# [What you will do]
Copy the lines below character for character, but omit the pictures.

# [Supplied material]
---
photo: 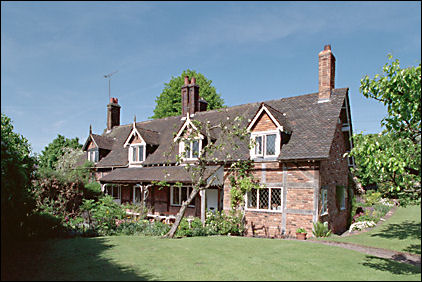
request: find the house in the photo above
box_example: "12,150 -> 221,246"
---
83,45 -> 353,237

# [Response to this exercise]
---
photo: 
request: find the house in the photo above
box_example: "12,150 -> 221,246"
---
83,45 -> 353,237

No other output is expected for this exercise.